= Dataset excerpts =
--*--

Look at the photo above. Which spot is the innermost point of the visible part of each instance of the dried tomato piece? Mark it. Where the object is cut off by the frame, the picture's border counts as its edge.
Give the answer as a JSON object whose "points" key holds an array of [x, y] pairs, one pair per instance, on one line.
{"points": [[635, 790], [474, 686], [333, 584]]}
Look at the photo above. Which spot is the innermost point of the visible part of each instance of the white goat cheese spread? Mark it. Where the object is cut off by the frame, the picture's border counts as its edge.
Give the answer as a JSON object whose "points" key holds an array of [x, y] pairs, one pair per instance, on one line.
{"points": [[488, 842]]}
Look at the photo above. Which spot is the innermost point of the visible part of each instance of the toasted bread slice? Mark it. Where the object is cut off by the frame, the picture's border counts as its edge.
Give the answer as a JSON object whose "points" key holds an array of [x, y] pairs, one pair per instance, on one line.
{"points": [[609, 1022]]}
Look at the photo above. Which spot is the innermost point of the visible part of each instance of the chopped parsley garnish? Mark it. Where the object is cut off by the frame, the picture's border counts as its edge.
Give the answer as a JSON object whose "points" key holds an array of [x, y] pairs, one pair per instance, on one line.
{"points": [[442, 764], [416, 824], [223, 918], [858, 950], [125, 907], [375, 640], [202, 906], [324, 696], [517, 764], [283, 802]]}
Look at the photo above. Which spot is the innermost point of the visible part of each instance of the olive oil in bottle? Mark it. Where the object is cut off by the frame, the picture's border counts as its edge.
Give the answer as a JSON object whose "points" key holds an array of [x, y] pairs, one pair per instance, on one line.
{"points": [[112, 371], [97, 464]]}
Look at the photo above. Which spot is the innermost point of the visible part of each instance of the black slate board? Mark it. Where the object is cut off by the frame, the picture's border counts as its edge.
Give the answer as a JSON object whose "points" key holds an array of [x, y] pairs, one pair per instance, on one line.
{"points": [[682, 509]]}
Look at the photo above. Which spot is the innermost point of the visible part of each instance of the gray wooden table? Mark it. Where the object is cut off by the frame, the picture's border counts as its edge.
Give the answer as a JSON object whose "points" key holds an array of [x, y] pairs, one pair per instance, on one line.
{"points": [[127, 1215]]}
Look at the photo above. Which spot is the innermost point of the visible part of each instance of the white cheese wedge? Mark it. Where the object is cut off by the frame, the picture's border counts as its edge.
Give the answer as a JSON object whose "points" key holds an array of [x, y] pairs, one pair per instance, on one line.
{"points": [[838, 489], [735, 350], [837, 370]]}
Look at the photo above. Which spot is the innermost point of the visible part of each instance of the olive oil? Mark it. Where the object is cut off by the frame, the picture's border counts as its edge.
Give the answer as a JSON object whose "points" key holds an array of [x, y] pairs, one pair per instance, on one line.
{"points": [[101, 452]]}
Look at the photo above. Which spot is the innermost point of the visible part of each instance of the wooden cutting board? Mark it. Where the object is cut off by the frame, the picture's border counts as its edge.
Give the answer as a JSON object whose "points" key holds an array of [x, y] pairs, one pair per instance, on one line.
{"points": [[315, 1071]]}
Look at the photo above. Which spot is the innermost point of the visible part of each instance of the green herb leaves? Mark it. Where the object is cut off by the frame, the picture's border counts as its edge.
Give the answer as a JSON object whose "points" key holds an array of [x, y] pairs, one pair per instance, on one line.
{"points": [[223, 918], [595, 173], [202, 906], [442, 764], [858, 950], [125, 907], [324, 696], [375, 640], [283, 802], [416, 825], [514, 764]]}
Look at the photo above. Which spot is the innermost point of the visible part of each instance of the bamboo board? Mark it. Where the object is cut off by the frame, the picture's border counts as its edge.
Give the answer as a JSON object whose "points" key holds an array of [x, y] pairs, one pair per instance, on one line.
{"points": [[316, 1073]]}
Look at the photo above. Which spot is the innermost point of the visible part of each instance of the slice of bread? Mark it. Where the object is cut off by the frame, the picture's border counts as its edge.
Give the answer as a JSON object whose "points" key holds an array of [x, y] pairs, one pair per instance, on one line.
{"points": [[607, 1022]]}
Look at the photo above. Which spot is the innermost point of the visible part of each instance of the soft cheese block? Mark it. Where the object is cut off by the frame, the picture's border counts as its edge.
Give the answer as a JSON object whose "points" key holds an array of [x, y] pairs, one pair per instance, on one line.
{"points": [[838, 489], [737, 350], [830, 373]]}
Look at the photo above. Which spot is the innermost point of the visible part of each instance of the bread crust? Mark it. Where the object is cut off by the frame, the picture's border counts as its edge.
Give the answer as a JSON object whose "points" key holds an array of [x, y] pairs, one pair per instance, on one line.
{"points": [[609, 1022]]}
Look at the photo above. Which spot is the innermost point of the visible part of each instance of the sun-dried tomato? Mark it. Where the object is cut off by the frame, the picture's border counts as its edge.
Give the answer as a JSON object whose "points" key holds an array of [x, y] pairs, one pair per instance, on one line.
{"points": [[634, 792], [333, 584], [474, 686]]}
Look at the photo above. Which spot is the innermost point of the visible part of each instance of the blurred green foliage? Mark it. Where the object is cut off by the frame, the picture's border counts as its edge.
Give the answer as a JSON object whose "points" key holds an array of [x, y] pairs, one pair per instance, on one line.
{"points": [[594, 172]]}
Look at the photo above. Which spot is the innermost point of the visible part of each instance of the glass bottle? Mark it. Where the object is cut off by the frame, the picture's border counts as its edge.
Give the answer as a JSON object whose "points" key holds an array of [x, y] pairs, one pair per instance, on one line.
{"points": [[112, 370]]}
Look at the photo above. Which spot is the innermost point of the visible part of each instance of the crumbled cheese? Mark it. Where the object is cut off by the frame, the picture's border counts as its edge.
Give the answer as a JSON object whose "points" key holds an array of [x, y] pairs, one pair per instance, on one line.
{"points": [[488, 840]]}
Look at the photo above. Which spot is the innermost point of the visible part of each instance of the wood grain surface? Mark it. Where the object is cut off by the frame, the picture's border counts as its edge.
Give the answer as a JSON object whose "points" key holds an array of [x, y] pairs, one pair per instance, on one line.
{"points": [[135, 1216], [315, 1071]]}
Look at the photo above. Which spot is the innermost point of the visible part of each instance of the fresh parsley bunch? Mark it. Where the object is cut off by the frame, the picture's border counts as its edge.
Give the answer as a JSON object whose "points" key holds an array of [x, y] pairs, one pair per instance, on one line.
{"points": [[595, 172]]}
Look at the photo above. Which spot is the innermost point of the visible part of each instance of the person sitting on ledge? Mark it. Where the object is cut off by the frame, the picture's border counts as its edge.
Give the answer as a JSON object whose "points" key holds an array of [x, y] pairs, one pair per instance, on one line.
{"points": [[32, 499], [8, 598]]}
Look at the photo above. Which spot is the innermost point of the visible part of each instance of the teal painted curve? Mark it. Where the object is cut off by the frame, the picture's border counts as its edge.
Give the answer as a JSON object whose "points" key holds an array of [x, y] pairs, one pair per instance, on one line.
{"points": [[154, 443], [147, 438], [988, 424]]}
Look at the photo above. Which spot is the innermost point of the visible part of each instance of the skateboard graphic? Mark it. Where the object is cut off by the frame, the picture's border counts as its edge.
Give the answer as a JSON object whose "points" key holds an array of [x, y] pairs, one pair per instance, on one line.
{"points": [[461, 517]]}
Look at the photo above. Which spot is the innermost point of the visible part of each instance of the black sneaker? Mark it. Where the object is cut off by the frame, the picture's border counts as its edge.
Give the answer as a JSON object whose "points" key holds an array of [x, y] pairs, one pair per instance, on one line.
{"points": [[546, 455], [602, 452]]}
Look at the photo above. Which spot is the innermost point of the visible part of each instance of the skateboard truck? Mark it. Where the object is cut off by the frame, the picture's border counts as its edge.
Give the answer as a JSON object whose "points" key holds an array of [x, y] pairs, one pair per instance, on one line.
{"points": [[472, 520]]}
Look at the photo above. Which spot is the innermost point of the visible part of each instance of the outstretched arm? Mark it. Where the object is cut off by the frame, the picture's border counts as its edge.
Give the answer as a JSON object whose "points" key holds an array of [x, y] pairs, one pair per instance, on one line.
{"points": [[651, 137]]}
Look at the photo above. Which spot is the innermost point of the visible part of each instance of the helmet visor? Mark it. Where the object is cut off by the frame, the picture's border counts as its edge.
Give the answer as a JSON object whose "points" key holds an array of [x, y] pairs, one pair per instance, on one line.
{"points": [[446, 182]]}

--*--

= ABOUT THIS EXERCISE =
Return the lines above precisely as they appear, beginning at the first line and ending at the line with "of the toasted", and nothing after it.

= ANSWER TO THE PROBLEM =
Look at the photo above. Which spot is the innermost point of the visible part of each instance of the dried tomato piece? Mark it. Where the object is cut off by the frame, the picture's border counts as its edge.
Give the answer as a JSON object whose "points" key holds an array of [x, y] pairs, one pair per instance, on one line.
{"points": [[635, 790], [474, 686], [333, 584]]}
Look at the photo above. Which spot is the innermost point of the visible part of each instance of the white goat cheese spread? Mark it. Where the object is cut off by the frame, the picture's border counts as its edge.
Give the answer as a JSON object whose "points" key holds an array of [x, y] pairs, one pair per instance, on one line.
{"points": [[488, 842]]}
Look at the photo above. Which spot is the innermost point of the visible part of each instance of the toasted bread slice? Mark it. Where the object is cut off by the frame, the picture's border counts as its edge.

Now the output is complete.